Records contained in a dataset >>
----

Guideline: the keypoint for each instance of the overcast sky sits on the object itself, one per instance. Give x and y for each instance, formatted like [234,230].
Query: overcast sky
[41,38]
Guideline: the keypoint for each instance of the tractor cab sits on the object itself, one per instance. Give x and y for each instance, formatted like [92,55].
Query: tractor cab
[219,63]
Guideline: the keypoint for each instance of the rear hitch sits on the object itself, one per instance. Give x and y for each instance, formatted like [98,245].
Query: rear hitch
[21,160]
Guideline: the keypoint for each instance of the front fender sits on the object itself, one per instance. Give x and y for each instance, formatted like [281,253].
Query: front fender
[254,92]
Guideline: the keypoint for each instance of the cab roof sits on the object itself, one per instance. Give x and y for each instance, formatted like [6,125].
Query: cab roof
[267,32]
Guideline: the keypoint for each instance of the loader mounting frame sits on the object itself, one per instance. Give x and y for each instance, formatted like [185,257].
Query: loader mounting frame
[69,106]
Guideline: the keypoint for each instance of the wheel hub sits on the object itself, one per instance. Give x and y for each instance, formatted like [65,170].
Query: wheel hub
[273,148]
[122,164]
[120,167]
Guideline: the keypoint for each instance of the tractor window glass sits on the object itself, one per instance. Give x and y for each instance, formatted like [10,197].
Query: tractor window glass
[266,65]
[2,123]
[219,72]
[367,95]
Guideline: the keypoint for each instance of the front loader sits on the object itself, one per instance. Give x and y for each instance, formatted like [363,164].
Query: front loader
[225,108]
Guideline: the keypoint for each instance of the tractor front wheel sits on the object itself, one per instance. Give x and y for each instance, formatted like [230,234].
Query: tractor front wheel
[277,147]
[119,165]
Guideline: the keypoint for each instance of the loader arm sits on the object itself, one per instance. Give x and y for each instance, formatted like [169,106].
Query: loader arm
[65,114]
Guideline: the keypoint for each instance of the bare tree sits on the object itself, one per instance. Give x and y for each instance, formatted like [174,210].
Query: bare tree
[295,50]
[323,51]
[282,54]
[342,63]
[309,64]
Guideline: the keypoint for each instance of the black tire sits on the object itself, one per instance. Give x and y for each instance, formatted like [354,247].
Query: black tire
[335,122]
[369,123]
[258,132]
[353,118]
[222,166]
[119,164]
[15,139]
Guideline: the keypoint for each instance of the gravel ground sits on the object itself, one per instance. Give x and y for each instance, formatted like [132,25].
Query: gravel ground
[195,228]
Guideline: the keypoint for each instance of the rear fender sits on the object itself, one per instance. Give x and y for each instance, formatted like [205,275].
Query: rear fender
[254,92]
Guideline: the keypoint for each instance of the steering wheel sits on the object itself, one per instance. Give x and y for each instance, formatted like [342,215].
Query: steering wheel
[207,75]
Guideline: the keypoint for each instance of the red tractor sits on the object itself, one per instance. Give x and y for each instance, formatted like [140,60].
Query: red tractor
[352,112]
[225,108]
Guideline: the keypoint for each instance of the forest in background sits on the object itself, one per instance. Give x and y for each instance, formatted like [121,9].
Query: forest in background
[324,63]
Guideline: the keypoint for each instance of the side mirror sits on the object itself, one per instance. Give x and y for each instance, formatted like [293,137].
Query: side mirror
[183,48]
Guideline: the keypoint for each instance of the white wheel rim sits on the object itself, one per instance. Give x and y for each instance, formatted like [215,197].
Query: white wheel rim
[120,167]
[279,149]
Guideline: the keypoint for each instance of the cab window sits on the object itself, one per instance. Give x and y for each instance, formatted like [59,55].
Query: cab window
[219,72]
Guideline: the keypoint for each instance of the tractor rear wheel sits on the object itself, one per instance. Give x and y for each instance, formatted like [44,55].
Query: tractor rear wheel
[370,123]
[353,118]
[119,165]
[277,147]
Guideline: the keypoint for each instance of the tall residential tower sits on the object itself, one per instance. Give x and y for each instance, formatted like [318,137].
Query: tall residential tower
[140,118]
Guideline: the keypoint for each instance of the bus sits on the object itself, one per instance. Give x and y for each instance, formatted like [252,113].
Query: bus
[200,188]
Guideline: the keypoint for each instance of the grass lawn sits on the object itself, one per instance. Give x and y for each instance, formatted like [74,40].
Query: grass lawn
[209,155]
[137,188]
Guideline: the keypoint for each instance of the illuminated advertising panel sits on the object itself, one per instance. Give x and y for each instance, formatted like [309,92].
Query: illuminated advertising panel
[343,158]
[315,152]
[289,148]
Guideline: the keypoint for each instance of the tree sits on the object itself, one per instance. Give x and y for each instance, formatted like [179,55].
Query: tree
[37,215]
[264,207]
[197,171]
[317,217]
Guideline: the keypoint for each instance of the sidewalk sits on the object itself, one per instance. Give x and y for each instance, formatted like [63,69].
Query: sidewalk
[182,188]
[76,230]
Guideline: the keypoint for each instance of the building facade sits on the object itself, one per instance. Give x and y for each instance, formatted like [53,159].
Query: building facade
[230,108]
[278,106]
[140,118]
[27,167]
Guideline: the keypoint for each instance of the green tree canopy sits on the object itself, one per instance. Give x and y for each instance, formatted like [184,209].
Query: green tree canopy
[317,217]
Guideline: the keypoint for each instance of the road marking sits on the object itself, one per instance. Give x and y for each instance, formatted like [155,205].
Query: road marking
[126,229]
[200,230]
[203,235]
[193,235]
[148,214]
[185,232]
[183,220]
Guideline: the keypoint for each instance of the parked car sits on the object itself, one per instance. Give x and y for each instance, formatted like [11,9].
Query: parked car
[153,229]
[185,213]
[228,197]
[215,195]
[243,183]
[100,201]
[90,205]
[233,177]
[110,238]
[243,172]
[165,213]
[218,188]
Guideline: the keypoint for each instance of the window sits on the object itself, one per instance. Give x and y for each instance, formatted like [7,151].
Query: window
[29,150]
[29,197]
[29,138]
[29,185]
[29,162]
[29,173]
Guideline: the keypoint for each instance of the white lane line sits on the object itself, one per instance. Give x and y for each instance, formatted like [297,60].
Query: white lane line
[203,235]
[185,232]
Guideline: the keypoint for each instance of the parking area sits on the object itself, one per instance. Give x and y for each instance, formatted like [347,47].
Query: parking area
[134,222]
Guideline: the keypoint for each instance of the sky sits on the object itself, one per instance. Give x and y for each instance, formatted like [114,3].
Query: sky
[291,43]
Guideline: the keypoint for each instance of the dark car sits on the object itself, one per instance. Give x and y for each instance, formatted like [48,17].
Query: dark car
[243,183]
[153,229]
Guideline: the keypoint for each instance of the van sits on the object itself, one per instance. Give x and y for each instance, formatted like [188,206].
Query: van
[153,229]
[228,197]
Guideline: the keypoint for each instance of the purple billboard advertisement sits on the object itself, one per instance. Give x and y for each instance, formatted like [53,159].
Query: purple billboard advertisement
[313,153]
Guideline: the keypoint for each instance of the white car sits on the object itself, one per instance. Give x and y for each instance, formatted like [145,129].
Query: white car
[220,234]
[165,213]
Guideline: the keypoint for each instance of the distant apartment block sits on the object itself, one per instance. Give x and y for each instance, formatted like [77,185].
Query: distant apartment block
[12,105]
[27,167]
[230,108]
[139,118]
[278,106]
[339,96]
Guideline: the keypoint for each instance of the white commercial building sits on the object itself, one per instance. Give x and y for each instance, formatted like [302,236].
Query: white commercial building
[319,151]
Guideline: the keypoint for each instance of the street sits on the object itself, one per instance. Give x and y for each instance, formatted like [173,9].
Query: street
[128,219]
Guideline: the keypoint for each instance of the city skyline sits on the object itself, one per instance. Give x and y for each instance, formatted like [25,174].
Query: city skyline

----

TASK OBJECTIVE >> The required output is the exact sequence of lines from the one containing "formatted like [302,236]." through the end of the listing, both endpoints included.

EXERCISE SOLUTION >>
Guideline: the keypoint for each instance of the white commercial building sits on the object itself, one per instance. Give x and y for each instance, formatted like [302,236].
Query: white commercial building
[319,151]
Guideline: the keypoint for each instance of the street sits on the object itself, one per instance. Give x and y for each instance, formatted like [173,9].
Query: street
[128,219]
Guideline: the keypoint for each instance of the city skyline sits on the object itself, one per instance. Give x and y for each instance, formatted like [25,174].
Query: city skyline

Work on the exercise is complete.